What the task requires
Show all lines containing "sunset" from the data below.

..........

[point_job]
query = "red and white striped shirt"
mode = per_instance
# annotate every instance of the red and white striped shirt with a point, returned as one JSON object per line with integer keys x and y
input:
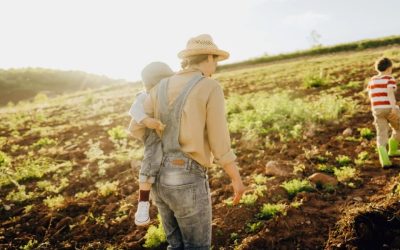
{"x": 378, "y": 91}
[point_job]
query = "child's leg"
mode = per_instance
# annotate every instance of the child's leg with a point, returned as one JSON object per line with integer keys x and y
{"x": 382, "y": 127}
{"x": 394, "y": 121}
{"x": 144, "y": 191}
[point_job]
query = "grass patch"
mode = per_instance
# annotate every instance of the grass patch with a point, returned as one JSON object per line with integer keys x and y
{"x": 107, "y": 188}
{"x": 155, "y": 235}
{"x": 366, "y": 133}
{"x": 254, "y": 227}
{"x": 282, "y": 114}
{"x": 344, "y": 174}
{"x": 269, "y": 210}
{"x": 343, "y": 160}
{"x": 296, "y": 186}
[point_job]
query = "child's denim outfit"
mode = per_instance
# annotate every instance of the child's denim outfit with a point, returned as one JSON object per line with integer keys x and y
{"x": 181, "y": 190}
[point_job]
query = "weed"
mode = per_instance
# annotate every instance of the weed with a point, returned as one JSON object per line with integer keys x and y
{"x": 117, "y": 133}
{"x": 54, "y": 202}
{"x": 28, "y": 208}
{"x": 297, "y": 204}
{"x": 269, "y": 210}
{"x": 260, "y": 190}
{"x": 313, "y": 80}
{"x": 84, "y": 194}
{"x": 366, "y": 133}
{"x": 362, "y": 157}
{"x": 20, "y": 195}
{"x": 107, "y": 188}
{"x": 155, "y": 235}
{"x": 30, "y": 245}
{"x": 295, "y": 186}
{"x": 249, "y": 199}
{"x": 299, "y": 168}
{"x": 344, "y": 174}
{"x": 260, "y": 179}
{"x": 281, "y": 113}
{"x": 254, "y": 227}
{"x": 343, "y": 160}
{"x": 94, "y": 153}
{"x": 325, "y": 168}
{"x": 43, "y": 142}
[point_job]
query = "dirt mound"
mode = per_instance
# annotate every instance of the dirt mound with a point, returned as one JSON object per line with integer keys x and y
{"x": 368, "y": 227}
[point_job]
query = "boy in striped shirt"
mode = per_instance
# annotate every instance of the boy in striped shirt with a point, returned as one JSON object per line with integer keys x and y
{"x": 381, "y": 90}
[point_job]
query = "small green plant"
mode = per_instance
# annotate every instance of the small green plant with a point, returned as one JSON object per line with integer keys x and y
{"x": 83, "y": 194}
{"x": 366, "y": 133}
{"x": 228, "y": 202}
{"x": 30, "y": 245}
{"x": 315, "y": 81}
{"x": 325, "y": 168}
{"x": 260, "y": 179}
{"x": 343, "y": 160}
{"x": 107, "y": 188}
{"x": 54, "y": 202}
{"x": 249, "y": 199}
{"x": 155, "y": 235}
{"x": 28, "y": 208}
{"x": 351, "y": 85}
{"x": 49, "y": 187}
{"x": 117, "y": 133}
{"x": 234, "y": 236}
{"x": 43, "y": 142}
{"x": 361, "y": 158}
{"x": 269, "y": 210}
{"x": 20, "y": 195}
{"x": 4, "y": 160}
{"x": 296, "y": 186}
{"x": 253, "y": 227}
{"x": 299, "y": 168}
{"x": 297, "y": 204}
{"x": 344, "y": 174}
{"x": 94, "y": 153}
{"x": 397, "y": 190}
{"x": 260, "y": 190}
{"x": 41, "y": 97}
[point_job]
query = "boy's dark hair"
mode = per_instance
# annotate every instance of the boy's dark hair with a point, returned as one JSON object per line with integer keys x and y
{"x": 383, "y": 64}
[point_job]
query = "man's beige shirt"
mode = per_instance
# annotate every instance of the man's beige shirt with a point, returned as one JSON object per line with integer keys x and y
{"x": 204, "y": 134}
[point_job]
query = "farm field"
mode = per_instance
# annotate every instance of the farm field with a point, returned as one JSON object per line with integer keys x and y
{"x": 68, "y": 168}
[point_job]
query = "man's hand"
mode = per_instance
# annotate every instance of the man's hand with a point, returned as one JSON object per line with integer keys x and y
{"x": 152, "y": 123}
{"x": 238, "y": 189}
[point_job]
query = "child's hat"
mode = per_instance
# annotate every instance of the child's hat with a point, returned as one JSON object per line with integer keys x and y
{"x": 154, "y": 73}
{"x": 202, "y": 45}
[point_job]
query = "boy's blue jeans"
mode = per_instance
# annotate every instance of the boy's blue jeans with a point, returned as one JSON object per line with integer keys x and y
{"x": 182, "y": 195}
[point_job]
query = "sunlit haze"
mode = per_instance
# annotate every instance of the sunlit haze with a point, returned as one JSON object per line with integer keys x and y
{"x": 118, "y": 38}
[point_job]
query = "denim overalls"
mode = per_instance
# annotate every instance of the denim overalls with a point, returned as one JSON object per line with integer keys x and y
{"x": 181, "y": 191}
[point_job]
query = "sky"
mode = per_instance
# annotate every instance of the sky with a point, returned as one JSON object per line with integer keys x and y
{"x": 117, "y": 38}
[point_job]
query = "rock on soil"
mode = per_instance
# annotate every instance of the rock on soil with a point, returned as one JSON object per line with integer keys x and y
{"x": 324, "y": 179}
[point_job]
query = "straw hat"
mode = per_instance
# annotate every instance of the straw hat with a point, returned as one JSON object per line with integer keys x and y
{"x": 203, "y": 45}
{"x": 154, "y": 73}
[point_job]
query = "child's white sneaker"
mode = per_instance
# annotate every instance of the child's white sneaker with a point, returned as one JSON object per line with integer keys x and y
{"x": 142, "y": 217}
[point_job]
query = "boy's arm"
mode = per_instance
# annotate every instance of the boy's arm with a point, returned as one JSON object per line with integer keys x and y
{"x": 136, "y": 130}
{"x": 392, "y": 87}
{"x": 137, "y": 109}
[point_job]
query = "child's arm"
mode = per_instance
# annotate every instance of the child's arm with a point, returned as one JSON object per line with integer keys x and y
{"x": 152, "y": 123}
{"x": 136, "y": 130}
{"x": 137, "y": 109}
{"x": 392, "y": 87}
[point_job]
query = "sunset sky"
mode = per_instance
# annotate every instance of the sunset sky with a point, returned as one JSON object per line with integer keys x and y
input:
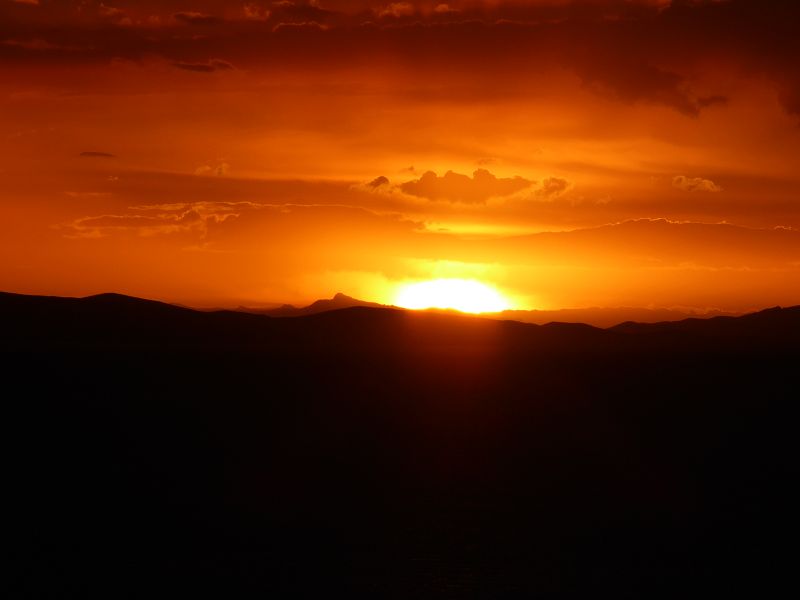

..........

Answer to the problem
query = "sunset sky"
# annotate every instance of the sunset sky with a point, returned as one JSON object per line with integer keys x and y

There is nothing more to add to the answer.